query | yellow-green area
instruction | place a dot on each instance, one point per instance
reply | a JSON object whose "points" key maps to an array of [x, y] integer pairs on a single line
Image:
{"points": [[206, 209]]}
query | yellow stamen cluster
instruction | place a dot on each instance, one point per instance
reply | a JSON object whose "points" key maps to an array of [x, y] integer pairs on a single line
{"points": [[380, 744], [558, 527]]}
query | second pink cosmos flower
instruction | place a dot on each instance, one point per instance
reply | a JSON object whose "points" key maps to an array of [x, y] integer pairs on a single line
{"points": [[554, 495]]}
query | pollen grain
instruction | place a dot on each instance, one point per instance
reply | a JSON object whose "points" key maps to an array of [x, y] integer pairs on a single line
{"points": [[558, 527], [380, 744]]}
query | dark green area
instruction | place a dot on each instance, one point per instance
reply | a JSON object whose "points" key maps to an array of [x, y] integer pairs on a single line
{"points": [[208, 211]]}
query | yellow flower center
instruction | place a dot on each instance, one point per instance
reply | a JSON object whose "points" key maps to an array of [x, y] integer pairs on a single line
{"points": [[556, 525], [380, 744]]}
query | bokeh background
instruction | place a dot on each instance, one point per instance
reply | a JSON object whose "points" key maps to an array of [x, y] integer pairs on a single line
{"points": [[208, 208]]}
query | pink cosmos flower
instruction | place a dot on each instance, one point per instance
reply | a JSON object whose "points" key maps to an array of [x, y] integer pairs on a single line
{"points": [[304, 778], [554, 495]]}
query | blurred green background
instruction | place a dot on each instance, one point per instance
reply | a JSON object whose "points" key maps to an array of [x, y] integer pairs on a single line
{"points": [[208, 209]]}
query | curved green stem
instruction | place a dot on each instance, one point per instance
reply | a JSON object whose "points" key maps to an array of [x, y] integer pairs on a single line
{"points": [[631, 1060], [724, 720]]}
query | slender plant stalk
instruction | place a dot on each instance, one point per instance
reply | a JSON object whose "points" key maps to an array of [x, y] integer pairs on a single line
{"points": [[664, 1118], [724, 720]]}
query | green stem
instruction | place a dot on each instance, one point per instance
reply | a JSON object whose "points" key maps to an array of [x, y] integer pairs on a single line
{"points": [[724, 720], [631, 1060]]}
----
## REQUIRED WORK
Copy, please, every line from the start of the entries down to the line that holds "query | second pink cosmos flower", with both of those lines included and no others.

## FINAL ANSWER
query | yellow-green area
instruction | place a dot on each instance, one point per instance
reply | a JSON object whose "points" key maps to an array of [x, y] integer pairs on a single line
Image:
{"points": [[206, 209]]}
query | yellow stamen cluster
instruction | place a dot on each instance, one point per instance
reply | a JSON object whose "points" key maps to an array of [x, y] integer pairs on a single line
{"points": [[380, 744], [558, 527]]}
query | second pink cosmos flower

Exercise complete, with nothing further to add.